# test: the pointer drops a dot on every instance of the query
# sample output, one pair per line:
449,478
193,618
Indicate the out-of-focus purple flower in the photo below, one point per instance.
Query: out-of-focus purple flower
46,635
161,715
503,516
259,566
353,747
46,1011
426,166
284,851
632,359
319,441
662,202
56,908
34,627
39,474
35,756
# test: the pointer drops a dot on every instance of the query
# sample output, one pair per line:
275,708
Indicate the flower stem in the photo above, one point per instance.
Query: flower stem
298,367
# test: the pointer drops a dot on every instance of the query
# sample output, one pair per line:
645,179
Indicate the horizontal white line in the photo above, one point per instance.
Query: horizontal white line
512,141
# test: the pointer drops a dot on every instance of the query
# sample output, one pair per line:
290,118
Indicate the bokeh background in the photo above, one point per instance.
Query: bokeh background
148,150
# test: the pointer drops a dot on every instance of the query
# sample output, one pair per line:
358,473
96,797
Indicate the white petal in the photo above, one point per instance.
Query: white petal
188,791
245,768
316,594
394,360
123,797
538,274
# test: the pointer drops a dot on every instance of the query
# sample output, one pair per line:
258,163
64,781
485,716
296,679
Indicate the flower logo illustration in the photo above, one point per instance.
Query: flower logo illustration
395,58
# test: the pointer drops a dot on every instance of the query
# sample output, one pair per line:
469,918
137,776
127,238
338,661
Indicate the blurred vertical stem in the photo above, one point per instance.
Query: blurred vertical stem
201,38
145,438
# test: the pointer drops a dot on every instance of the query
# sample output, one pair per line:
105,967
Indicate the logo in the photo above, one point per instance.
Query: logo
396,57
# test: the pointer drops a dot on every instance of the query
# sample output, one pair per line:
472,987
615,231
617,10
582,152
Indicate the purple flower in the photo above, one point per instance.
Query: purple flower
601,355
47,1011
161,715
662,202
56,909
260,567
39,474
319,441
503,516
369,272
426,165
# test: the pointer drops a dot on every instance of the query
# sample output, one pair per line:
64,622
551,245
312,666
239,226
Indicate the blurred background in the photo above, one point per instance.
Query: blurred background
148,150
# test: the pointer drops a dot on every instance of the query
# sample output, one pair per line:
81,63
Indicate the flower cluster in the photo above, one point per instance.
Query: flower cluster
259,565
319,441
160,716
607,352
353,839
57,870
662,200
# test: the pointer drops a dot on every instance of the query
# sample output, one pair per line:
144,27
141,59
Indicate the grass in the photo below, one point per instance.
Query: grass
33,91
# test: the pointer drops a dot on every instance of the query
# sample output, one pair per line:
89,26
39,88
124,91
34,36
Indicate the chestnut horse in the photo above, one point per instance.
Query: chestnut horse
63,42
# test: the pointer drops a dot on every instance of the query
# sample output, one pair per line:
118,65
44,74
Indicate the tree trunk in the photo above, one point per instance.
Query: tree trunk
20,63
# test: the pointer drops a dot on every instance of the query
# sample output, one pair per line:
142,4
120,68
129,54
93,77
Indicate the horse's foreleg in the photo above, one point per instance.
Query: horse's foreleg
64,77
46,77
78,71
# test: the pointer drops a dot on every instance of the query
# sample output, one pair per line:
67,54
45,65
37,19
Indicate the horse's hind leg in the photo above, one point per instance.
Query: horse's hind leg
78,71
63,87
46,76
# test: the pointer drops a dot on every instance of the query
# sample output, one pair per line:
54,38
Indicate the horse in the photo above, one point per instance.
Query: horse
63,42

• _What needs to be done_: Reproduce each record exactly, leaving nothing out.

• _Reply_:
# test: the pointer drops a dot on every instance of the query
# sample output, one pair per line:
449,478
193,618
Indicate the out-of-focus purple flower in the photo below, one point per instance.
Query: out-of-focus purple flower
46,635
161,715
503,516
259,566
353,747
46,1011
426,166
284,851
632,359
319,441
662,202
56,908
34,627
39,474
35,756
# test: the pointer drops a dot on every instance of the query
# sample output, one pair per line:
275,708
Indicate the flower stem in the photo above, one point per instance.
Query: flower stem
298,367
# test: the pointer drops a dot on every instance of the query
# sample output, one pair per line:
645,179
Indicate the horizontal white line in the photo above, one point per instance.
Query: horizontal white line
512,141
# test: the pointer drops a dot on every instance of the query
# sample output, one pair per line:
290,118
Indicate the bokeh background in the photo above, one point per instance.
Query: bokeh background
148,150
# test: the pointer drops a dot on every instance of the query
# sample output, one pair per line:
358,473
96,797
Indicate the white petal in the photo above, one point per instance.
Query: white petal
188,791
245,768
316,594
394,360
123,797
538,274
# test: the pointer drops a dot on every instance of the query
# sample output, one pair per line:
258,163
64,781
485,716
296,679
Indicate the flower logo illustration in the photo above, one point per instance.
Query: flower logo illustration
395,58
# test: the pointer drops a dot on every instance of the query
# sample output, one pair per line:
469,918
137,776
127,238
338,661
Indicate the blurred vertical stem in the photo above, one point per instance.
Query: blurred vertical stem
201,38
145,438
# test: the pointer drops a dot on every instance of the query
# sample output, one pair per line:
105,967
Indicate the logo in the photo above, one point per instance.
Query: logo
396,57
# test: the pointer drops a dot on every instance of the query
# sample output, one pair per line:
472,987
615,231
617,10
582,152
Indicate the purple flower in the photo above, one point per instance.
Query: purple flower
601,355
47,1011
161,715
662,202
56,909
260,567
39,474
319,441
503,516
369,272
426,165
# test: the pointer drops a dot on every instance of the query
# sample output, one pair per line:
64,622
551,245
312,666
239,226
Indicate the blurred background in the photo above, one point per instance.
Query: blurred background
148,150
# test: the pointer drops a dot on every instance of the query
# sample output, one pair per line:
81,63
Indicate the flower cluster in the photo above, one point per instance.
Query: flower cluster
259,565
319,441
160,716
607,352
353,839
57,870
662,200
# test: the pointer drops a dot on every instance of the query
# sample output, one pair per line:
144,27
141,59
Indicate the grass in the photo below, one point per instance.
Query: grass
33,91
# test: the pointer drops a dot on every instance of the query
# sample output, one pair per line:
89,26
39,88
124,91
34,36
Indicate the chestnut horse in the photo above, one point per instance.
Query: chestnut horse
63,42
# test: the pointer drops a dot on every instance of the query
# sample output, one pair per line:
118,65
44,74
Indicate the tree trunk in the photo above, one point per instance.
Query: tree trunk
20,63
# test: the pointer drops a dot on every instance of the query
# sample output, one pair per line:
142,4
120,68
129,54
93,77
Indicate the horse's foreleg in the photo above, one point per instance.
Query: horse's foreleg
64,77
46,77
78,71
# test: the pointer drops a dot on every instance of the query
# sample output, one pair per line:
67,54
45,65
37,19
Indicate the horse's hind leg in the photo above, one point per instance.
Query: horse's hind leg
78,71
63,87
46,76
# test: the pointer drops a dot on every instance of the query
# sample output, one pair per line:
54,38
Indicate the horse in the photo above, one point per instance.
Query: horse
63,42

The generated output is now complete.